-- Start DATA TO USE --

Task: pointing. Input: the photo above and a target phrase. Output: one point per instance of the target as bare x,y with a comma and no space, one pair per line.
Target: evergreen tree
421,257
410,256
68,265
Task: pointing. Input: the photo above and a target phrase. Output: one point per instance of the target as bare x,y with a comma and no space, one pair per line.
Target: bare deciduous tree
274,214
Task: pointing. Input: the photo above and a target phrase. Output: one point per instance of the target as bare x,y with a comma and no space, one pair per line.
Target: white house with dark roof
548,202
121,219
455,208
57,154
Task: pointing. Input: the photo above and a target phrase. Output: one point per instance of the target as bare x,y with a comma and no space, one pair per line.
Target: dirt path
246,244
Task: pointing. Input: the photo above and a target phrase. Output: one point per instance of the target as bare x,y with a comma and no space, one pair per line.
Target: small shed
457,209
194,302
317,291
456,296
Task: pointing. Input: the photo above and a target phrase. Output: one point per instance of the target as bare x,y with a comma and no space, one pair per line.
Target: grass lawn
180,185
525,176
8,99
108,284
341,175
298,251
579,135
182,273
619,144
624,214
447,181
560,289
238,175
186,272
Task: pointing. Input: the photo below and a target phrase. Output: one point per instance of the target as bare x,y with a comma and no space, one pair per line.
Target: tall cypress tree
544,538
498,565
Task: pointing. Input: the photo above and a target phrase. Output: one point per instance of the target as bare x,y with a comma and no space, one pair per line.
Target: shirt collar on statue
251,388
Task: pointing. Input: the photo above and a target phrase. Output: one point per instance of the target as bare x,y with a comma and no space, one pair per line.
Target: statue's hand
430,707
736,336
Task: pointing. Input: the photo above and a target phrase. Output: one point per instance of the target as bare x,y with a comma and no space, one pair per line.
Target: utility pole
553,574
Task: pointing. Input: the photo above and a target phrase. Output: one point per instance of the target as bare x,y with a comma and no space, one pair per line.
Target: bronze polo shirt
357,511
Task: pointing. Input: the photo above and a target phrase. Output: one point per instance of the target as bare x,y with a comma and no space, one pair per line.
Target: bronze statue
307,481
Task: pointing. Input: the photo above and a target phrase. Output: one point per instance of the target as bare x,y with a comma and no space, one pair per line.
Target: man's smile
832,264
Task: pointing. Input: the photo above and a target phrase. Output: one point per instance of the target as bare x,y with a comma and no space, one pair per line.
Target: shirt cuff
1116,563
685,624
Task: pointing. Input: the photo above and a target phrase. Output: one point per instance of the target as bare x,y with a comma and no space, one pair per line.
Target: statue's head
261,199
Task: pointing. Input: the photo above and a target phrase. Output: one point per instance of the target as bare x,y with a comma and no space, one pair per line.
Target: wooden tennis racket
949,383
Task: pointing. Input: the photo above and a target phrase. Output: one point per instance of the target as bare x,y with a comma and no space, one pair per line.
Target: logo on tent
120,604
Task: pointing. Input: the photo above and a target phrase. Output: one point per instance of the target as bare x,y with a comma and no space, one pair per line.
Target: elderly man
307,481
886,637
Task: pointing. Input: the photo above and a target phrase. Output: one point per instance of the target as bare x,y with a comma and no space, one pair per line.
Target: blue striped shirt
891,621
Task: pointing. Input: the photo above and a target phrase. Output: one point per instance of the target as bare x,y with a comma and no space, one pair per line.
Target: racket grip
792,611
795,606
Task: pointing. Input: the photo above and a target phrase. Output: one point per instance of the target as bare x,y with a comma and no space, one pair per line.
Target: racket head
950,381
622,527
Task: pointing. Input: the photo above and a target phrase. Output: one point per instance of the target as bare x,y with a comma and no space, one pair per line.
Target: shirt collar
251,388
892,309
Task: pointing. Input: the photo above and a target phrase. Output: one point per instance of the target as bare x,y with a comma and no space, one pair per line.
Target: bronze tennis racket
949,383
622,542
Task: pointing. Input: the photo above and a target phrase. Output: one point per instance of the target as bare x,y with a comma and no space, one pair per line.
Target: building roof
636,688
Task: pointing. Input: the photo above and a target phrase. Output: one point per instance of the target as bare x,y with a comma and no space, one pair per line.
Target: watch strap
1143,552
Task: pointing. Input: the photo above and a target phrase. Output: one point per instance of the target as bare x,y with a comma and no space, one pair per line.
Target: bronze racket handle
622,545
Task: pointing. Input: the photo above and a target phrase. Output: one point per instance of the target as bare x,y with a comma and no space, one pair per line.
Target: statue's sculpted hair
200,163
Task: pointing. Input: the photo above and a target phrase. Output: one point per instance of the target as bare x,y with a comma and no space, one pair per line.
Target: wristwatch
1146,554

-- End DATA TO USE --

▸ **DIRECTIONS FOR THIS TASK**: Produce an exact copy of the whole listing.

▸ **FULL ANSWER**:
Task: pointing. Input: the photo above and a target phrase. Output: one point per instance of the target as bare x,y with a comma and no space, one pair per line.
Target: evergreen tree
421,257
410,256
68,265
Task: pointing. Input: the photo above and a target phrase. Output: one point per instance of the target as bare x,y with a comma and no space, one pair per line.
Target: bare deciduous tree
274,214
Task: pointing. Input: the photo above and a target phrase. Output: one point per instance of the target as bare x,y with a comma and no space, one pair per line.
Target: white house with dark roof
548,202
121,219
455,208
57,154
Task: pointing. Input: the photo above and a target phrase. Output: one point per instance of the target as bare x,y with a comma and no space, one pair per line.
Target: dirt path
246,244
Task: pointing. Input: the photo above and a target phrase. Output: one point per instance of the target as bare x,y with a comma and no space, one pair per line.
Target: small shed
457,209
194,302
317,291
456,296
Task: pointing. Input: the photo above and a target phrase. Output: one point per instance of the target as bare x,y with a comma and no space, one pair per line.
Target: grass lawn
180,185
525,176
8,99
108,284
341,175
298,251
579,135
182,273
619,144
624,214
447,181
560,289
238,175
186,272
Task: pointing. Input: the photo below and a target phrase. Output: one point per instance of the target as bare x,y with a comma and no space, one pair per line.
Target: tall cypress tree
544,538
498,565
Task: pointing. Input: the photo above and a target phrase. Output: one point per instance of the target as bare x,y with a comma and no space, one pair per line.
Target: shirt collar on statue
251,388
Task: pointing. Input: the photo above and a target phrase. Output: one point per instance of the target as bare x,y with a comma and no space, one pair per line.
Target: statue's hand
430,707
736,336
Task: pointing. Input: the photo above and a target phrase. Output: one point per instance of the target as bare x,y with a comma and no space, one pair per line.
Target: utility pole
553,574
Task: pointing. Input: the photo above and a target phrase. Output: one point per instance of the target as bare x,y with a comma and no space, one pair per line.
Target: bronze polo shirt
357,511
Task: pointing. Input: the photo above and a target phrase. Output: one point per instance of the target as bare x,y with a comma and no space, one pair per line.
Target: bronze statue
307,481
Task: pointing. Input: the photo above and a target phrase. Output: one point per instance of the target as bare x,y with a comma and no space, one pair per line.
Target: man's smile
832,264
Task: pointing. Input: the photo above and a target phrase. Output: one point per instance of the target as bare x,y with a comma and no space, one pair per line.
Target: shirt cuff
1116,563
685,624
Task: pointing. Input: the photo above and a target phrase. Output: one point per instance of the target as bare x,y with a comma and no space, one pair per line.
Target: statue's head
261,199
Task: pointing. Input: the photo above and a target phrase. Output: one point per instance of the target as bare x,y with a comma and no space, one pair per line.
Target: wooden tennis racket
949,383
Task: pointing. Input: the photo above and a target phrase. Output: one point per instance of the target as bare x,y with a comma and no space, one pair per line.
Target: logo on tent
120,604
Task: pointing. Input: the photo above and a target phrase. Output: one point per instance of the target as bare x,y with a comma and no space, one pair per line.
Target: elderly man
307,481
886,637
Task: pointing. Input: the photo above and a target phrase. Output: one point per instance of the target as bare x,y with a comma and no space, one pair per line.
Target: blue striped shirt
891,621
Task: pointing. Input: the photo above and a target phrase. Output: one point per instance of the target as bare x,y with a comma and no space, one pair per line.
Target: racket grip
792,611
795,606
Task: pointing. Input: the photo above and a target phrase. Output: one point per instance of the target as bare x,y with a comma and no space, one pair per line.
Target: racket head
950,381
622,527
Task: pointing. Input: the photo above and a target phrase. Output: one point per instance of the target as bare x,y with a comma and no space, one pair per line.
Target: shirt collar
251,388
892,309
Task: pointing. Input: the photo above and a target phrase. Output: one point per instance of the target as bare x,y with a comma and no space, one pair per line.
Target: bronze tennis racket
949,383
622,542
Task: pointing. Input: the photo above and a target phrase. Output: one point per instance of the target as bare x,y with a comma and no space, one pair per line.
Target: building roof
636,688
Task: pointing. Input: the photo above and a target phrase. Output: one point per instance of the target as bare x,y with a comma and no space, one pair per line.
Target: watch strap
1143,552
Task: pointing. Input: the photo above and a target phrase. Output: one point per instance of the target as bare x,y with a comma and no space, one pair per line.
Target: bronze racket handle
622,545
Task: pointing. Input: the photo above and a target phrase. Output: one point per instance of the target as bare x,y with a comma and no space, one pair per line.
Target: statue's sculpted hair
200,163
Task: pointing. Input: the photo above and a target phrase. Output: one point per instance of the target as bare x,y with a comma and no space, one pair per line.
Target: wristwatch
1146,554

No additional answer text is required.